===== MATERIAL SHOWN
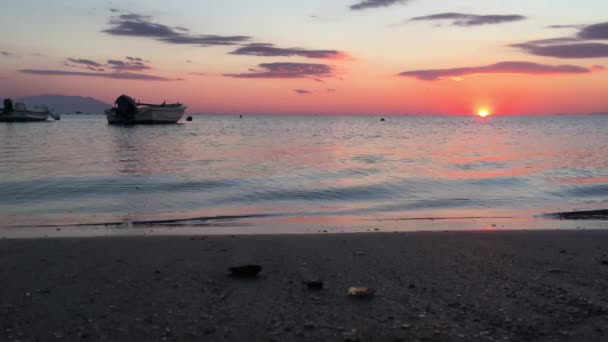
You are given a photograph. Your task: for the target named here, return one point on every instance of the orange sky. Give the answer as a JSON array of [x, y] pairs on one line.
[[456, 57]]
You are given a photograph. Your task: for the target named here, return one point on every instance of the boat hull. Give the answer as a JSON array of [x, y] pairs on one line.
[[158, 115], [24, 116]]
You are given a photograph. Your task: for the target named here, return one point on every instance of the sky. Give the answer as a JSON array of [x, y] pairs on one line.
[[314, 56]]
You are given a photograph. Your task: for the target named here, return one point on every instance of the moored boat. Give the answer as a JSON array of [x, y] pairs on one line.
[[127, 112], [18, 112]]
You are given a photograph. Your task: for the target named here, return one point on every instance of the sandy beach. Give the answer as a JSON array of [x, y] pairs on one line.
[[526, 285]]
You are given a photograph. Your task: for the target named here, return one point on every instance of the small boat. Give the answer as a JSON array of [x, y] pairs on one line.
[[127, 112], [20, 113]]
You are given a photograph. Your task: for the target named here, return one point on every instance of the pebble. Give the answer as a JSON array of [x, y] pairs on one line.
[[314, 285], [309, 326]]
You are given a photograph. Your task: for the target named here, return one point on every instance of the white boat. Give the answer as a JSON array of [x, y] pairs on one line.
[[20, 113], [128, 112]]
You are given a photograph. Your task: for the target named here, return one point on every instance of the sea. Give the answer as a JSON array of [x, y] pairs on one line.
[[226, 174]]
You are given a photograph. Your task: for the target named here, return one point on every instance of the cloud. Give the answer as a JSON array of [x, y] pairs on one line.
[[287, 70], [579, 50], [269, 50], [565, 26], [115, 75], [131, 64], [597, 31], [367, 4], [136, 25], [498, 68], [85, 62], [579, 46], [549, 41], [463, 19]]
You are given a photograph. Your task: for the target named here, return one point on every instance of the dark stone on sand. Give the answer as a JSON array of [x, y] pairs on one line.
[[246, 270], [309, 326], [314, 285], [361, 292]]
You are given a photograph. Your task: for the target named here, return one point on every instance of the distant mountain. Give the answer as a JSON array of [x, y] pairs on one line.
[[67, 104]]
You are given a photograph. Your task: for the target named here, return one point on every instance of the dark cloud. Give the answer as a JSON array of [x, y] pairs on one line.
[[498, 68], [579, 46], [597, 31], [580, 50], [115, 75], [84, 62], [288, 70], [131, 64], [367, 4], [136, 25], [269, 50], [464, 19]]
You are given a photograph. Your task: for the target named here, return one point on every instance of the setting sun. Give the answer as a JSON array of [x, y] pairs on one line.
[[483, 112]]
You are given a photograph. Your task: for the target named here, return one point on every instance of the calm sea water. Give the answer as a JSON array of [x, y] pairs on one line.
[[224, 172]]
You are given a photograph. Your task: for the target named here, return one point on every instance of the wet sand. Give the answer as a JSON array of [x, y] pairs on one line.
[[485, 286]]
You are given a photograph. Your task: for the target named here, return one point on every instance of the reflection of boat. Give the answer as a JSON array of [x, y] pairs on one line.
[[127, 112], [19, 113]]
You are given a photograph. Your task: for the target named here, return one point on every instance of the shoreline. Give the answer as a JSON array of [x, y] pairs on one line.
[[509, 285]]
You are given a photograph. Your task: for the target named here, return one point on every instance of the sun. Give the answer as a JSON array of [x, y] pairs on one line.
[[483, 112]]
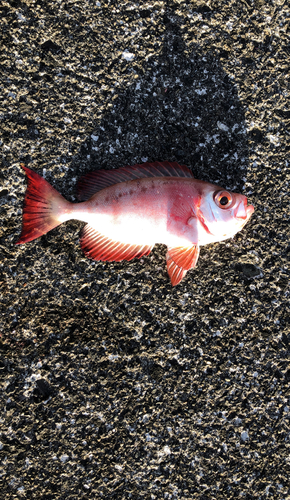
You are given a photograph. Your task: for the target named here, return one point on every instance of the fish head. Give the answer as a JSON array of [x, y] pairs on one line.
[[222, 213]]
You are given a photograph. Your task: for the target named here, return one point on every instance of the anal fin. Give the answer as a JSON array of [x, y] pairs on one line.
[[179, 260], [99, 247]]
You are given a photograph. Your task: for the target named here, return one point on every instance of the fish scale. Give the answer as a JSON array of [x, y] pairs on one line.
[[130, 209]]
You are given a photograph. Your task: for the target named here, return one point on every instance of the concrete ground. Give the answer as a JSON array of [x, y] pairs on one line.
[[113, 383]]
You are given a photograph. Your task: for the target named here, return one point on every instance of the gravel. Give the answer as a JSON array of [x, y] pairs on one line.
[[114, 384]]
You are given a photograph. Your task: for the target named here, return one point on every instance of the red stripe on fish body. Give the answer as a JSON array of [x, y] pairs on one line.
[[144, 211], [132, 208]]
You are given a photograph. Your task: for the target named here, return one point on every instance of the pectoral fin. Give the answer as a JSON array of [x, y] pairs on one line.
[[179, 260]]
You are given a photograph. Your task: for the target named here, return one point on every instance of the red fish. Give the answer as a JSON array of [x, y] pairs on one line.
[[130, 209]]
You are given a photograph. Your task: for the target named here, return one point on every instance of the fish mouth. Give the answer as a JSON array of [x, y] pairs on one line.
[[243, 211], [249, 211]]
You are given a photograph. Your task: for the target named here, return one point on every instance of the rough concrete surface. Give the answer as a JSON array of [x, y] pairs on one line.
[[113, 383]]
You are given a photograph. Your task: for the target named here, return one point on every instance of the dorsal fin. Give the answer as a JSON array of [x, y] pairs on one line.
[[93, 182]]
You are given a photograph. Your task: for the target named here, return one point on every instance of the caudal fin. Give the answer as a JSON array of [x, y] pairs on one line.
[[44, 208]]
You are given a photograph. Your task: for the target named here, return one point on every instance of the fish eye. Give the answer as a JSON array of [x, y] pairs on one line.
[[223, 199]]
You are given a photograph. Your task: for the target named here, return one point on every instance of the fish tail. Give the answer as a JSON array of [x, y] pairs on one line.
[[44, 208]]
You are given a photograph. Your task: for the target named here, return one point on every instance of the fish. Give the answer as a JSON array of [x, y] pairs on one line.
[[130, 209]]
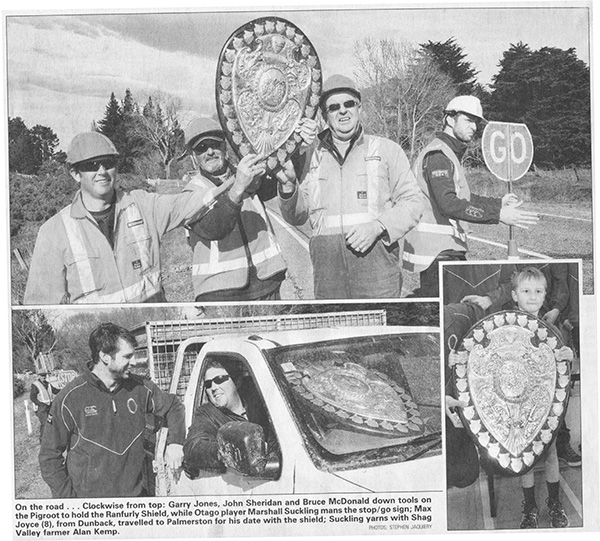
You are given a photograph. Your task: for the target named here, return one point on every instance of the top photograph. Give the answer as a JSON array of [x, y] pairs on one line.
[[214, 156]]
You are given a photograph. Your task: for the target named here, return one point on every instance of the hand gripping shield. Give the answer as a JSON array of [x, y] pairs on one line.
[[268, 78], [514, 373]]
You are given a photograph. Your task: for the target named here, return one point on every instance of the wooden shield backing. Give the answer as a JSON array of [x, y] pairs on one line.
[[364, 399], [268, 78], [514, 372]]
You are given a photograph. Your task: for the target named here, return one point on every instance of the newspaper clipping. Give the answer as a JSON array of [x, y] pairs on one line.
[[300, 271]]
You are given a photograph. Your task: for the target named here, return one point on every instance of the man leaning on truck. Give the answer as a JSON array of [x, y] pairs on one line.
[[92, 446]]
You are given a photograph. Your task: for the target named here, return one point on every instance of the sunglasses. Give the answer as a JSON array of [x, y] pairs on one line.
[[203, 146], [218, 380], [337, 106], [94, 165]]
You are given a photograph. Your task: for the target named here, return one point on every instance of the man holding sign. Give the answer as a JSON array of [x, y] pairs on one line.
[[441, 234]]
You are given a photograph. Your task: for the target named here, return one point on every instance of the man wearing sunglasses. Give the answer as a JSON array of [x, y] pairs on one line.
[[361, 197], [227, 401], [236, 255], [442, 232], [105, 246]]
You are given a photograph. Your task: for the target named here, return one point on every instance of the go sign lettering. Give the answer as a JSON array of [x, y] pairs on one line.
[[507, 149]]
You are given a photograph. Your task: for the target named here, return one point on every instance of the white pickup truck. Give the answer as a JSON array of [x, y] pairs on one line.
[[351, 410]]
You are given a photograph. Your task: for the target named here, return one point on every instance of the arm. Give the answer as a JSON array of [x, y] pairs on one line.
[[438, 171], [33, 396], [406, 197], [219, 221], [170, 407], [55, 441], [46, 282], [497, 297], [293, 197], [201, 450]]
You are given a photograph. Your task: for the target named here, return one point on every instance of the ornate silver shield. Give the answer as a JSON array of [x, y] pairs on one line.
[[268, 78], [514, 372], [366, 399]]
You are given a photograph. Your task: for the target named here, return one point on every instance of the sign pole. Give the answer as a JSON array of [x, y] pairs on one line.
[[513, 248], [508, 154]]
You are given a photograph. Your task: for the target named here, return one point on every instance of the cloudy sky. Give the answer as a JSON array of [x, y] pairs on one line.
[[62, 67]]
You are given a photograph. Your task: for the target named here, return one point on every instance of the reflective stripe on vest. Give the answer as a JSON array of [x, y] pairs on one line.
[[215, 265], [44, 395], [442, 229], [145, 286]]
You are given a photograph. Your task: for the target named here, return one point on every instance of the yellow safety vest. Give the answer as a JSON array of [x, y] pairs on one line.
[[223, 264], [357, 199]]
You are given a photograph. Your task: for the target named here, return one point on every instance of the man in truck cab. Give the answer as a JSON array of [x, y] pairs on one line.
[[231, 397]]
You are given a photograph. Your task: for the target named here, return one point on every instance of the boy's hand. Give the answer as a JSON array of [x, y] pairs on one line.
[[307, 129], [451, 404], [551, 316], [483, 302], [286, 178]]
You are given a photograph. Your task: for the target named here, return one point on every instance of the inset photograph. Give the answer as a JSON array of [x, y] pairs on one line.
[[513, 404]]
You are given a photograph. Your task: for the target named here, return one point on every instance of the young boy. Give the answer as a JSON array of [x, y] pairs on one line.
[[529, 292]]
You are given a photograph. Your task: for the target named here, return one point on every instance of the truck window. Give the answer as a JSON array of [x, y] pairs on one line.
[[358, 396], [231, 379]]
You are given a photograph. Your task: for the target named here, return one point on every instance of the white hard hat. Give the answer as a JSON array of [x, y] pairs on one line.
[[465, 104], [89, 145]]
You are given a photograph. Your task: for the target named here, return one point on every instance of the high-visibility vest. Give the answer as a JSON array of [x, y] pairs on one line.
[[45, 395], [353, 197], [435, 233], [224, 264], [132, 283]]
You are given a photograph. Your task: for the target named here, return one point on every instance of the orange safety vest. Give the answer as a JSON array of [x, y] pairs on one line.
[[435, 233], [137, 286], [357, 199], [224, 264], [74, 263]]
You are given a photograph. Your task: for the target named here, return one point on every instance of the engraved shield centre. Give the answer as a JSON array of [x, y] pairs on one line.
[[268, 78], [514, 373]]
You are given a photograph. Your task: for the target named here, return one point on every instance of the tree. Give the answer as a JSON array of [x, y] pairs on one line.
[[450, 58], [161, 128], [549, 90], [404, 92], [32, 335], [29, 148], [112, 123]]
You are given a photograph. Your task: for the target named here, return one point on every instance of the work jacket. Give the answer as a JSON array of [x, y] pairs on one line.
[[449, 205], [102, 432], [73, 262], [245, 238], [372, 182], [435, 232]]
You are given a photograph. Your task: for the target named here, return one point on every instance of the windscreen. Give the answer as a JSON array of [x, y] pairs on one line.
[[363, 394]]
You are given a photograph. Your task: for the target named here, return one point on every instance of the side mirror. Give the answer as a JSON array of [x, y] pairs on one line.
[[242, 447]]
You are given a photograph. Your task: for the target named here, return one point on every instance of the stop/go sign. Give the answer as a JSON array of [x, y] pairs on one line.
[[507, 149]]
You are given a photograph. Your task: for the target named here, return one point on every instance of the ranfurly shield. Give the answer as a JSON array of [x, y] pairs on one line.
[[363, 399], [268, 78], [514, 373]]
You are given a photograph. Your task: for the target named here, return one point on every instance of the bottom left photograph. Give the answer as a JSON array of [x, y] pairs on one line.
[[229, 400]]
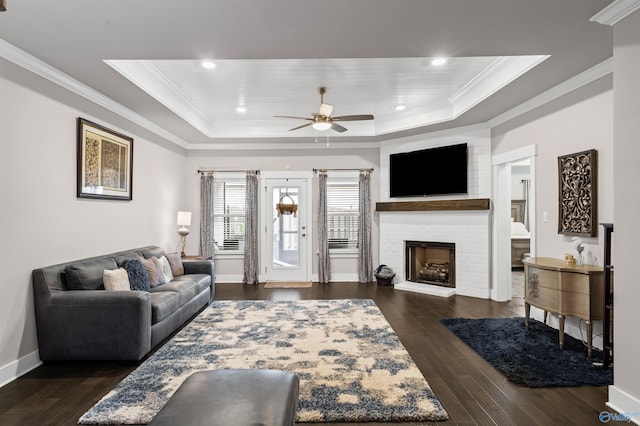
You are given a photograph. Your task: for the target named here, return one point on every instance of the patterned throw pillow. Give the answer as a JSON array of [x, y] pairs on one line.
[[166, 269], [138, 276], [116, 280], [176, 264]]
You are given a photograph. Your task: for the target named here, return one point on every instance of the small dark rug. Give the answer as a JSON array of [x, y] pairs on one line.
[[531, 358]]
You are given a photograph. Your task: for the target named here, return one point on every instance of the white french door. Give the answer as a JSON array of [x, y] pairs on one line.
[[287, 232]]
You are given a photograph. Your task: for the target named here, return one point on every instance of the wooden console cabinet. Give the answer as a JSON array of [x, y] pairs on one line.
[[565, 290]]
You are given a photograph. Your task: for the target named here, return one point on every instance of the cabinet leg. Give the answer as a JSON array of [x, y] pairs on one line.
[[589, 338]]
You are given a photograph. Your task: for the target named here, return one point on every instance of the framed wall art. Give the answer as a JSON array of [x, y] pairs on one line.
[[105, 162], [578, 195]]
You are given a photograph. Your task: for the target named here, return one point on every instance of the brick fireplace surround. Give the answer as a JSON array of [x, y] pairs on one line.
[[469, 230]]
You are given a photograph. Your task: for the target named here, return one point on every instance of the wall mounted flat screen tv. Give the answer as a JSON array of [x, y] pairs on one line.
[[433, 171]]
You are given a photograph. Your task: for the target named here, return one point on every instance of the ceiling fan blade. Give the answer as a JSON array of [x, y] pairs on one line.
[[300, 127], [353, 117], [326, 110], [338, 128], [291, 116]]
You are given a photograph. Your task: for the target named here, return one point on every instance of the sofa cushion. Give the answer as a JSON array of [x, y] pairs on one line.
[[163, 304], [116, 280], [152, 251], [187, 289], [87, 274], [138, 276], [121, 257], [175, 262], [202, 280], [154, 269], [166, 269]]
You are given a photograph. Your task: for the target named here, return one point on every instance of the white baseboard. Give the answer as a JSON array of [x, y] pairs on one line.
[[431, 290], [19, 367], [231, 278], [626, 405]]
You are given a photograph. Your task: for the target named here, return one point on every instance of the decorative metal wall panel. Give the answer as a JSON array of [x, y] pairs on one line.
[[578, 200]]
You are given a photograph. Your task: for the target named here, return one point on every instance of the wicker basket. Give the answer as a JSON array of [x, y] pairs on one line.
[[385, 281]]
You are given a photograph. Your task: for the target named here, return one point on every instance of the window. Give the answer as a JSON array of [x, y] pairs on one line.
[[228, 214], [343, 214]]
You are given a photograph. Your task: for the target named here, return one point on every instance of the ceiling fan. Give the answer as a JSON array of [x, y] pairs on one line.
[[322, 119]]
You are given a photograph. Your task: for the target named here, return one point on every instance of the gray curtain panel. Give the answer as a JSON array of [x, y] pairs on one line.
[[324, 267], [251, 260], [365, 265], [206, 215]]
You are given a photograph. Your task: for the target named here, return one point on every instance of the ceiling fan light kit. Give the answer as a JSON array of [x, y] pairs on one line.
[[322, 119]]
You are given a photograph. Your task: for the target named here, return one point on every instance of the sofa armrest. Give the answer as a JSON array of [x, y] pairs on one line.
[[94, 325]]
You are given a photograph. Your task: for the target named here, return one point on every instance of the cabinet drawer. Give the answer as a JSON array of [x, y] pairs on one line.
[[543, 298], [576, 283], [576, 304], [543, 278]]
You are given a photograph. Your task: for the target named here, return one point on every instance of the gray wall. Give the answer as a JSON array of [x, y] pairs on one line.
[[43, 222], [580, 120]]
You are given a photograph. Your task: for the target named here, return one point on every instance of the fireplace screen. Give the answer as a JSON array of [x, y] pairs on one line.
[[431, 262]]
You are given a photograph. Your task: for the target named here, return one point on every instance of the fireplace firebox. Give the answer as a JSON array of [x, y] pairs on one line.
[[430, 262]]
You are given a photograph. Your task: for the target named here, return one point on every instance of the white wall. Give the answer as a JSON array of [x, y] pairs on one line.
[[44, 223], [230, 268], [625, 394]]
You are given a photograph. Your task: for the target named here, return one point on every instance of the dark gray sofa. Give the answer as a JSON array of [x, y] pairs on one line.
[[95, 324]]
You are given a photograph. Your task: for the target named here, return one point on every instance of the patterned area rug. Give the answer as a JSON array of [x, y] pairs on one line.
[[352, 366]]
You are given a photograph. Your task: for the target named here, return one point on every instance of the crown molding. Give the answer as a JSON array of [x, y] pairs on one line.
[[615, 12], [149, 79], [600, 70], [494, 77], [46, 71]]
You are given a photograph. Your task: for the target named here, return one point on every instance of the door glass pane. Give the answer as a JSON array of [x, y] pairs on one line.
[[285, 228]]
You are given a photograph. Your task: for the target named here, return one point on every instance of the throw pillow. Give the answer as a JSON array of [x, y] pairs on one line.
[[138, 276], [166, 269], [87, 274], [154, 269], [176, 264], [116, 280]]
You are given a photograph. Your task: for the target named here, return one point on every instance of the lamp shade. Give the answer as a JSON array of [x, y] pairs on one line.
[[184, 218]]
==========
### EXERCISE GOAL
Exactly the lines from the line holding "the fireplace firebox." through the close of the listing above make up the answer; include nothing else.

### ANSWER TO THE PROBLEM
You are given a photograph. Your task: for the target named here, return one point on every instance of the fireplace firebox. Give the answer as a JSON array of [x, y] pairs on one line.
[[430, 262]]
You are given a photograph. Your task: for the target named here, return one point on every instance of the white wall. Give the answer as a JSON array of [x, y] pairs on one line.
[[44, 223], [230, 268], [625, 394]]
You are given a photograph. Your task: for the target named here, return one point on every instance of the dark gray sofa. Give the answer as a JSON array of [x, y] pairs on one line.
[[95, 324]]
You are given a photograph. Your task: for the target named here, return one point on every instance of the patterned area rug. Give the answer as a JSON array of [x, y] pairs on one line.
[[352, 366]]
You are given a photograph. Your task: for the target named here, return one point on every instance of the crown molding. Give the answer as a JSON array of [x, y] pairs on one line.
[[615, 12], [149, 79], [600, 70], [494, 77], [46, 71]]
You are given a photograph. Your task: for the target named here, return one point on every instance of the door glass pane. Give the answer as a JSON array of [x, y] pairs on one line.
[[285, 228]]
You are given a photograph. Your task: for the target named here, return one point on every instance of the throw pillow. Give the answer as a JSON array of [x, y] pairs on one line.
[[138, 276], [166, 269], [87, 274], [154, 269], [176, 264], [116, 280]]
You are given a photograph. Your task: for the target named here, return one point on every instance of the lamp shade. Give the answer as a JSON array of [x, y] pairs on one line.
[[184, 218]]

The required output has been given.